Restate exactly, and only, the lines from the one containing "Could you please spot the white fuselage" through the end of the entries, keeping both endpoints.

-- Information provided follows --

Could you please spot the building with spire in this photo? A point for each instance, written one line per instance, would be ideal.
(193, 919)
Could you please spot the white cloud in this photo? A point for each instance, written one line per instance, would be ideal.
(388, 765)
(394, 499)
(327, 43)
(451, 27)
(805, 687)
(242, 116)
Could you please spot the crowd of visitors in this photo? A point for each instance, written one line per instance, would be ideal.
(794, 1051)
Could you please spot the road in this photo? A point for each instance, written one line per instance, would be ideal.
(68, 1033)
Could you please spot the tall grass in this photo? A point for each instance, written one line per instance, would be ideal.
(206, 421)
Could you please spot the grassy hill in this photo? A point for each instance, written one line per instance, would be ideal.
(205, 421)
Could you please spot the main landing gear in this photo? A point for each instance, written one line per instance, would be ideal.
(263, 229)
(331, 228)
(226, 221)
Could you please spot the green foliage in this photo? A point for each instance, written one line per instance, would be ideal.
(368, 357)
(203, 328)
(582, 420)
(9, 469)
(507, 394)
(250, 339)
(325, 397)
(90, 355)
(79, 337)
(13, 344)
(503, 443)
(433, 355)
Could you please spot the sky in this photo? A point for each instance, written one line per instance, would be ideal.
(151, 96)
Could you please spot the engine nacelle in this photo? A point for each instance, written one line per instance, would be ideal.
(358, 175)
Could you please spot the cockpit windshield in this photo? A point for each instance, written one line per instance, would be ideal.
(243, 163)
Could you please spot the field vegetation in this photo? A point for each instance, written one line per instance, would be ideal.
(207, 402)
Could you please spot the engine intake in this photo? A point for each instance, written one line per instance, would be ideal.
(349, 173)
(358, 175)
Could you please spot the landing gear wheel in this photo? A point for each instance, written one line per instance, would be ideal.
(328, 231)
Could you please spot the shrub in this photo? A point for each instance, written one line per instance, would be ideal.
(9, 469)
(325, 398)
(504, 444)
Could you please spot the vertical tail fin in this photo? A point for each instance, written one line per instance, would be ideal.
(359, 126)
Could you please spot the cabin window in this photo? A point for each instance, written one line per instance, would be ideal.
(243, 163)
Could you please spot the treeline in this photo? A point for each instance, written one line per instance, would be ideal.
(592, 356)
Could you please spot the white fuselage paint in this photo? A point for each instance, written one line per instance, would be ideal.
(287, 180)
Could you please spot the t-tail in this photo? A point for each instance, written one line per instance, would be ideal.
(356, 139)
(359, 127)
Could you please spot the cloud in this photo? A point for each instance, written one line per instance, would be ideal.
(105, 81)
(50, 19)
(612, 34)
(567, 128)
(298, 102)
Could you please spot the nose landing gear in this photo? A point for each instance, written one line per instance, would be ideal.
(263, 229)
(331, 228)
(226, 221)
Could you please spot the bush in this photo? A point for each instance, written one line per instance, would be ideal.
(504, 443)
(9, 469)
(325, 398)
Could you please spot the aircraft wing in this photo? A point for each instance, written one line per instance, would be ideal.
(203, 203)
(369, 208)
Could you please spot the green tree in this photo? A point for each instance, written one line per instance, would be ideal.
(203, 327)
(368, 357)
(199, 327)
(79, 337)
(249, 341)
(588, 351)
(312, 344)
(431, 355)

-- Information provided concluded --

_Answer:_
Could you please spot the white fuselage paint in this photo? A point for each instance, written one line per instance, would be ideal.
(287, 180)
Could you please spot the t-tail in this photo? A point for each instance, written one line per instance, would be ideal.
(356, 139)
(359, 127)
Could you please spot the cloud in this photo? A point for each instance, written one line per instance, would be ideal.
(105, 81)
(50, 19)
(612, 34)
(567, 128)
(298, 102)
Could you please spot the nose landing gear in this photo? A point for each instance, written one line per instance, would be ideal.
(263, 229)
(331, 228)
(226, 221)
Could you please spot the bush in this photo? A point for each instance, written one line per instance, would be ideal.
(504, 443)
(9, 469)
(325, 398)
Could you please spot the aircraft wing in this photo? A point for each instance, written one line per instance, would be ideal.
(203, 203)
(369, 208)
Could you please spot the green tree in this photo? A point for each instance, written one line per instance, would be ideal.
(203, 327)
(368, 357)
(199, 327)
(79, 337)
(249, 341)
(588, 351)
(312, 344)
(431, 355)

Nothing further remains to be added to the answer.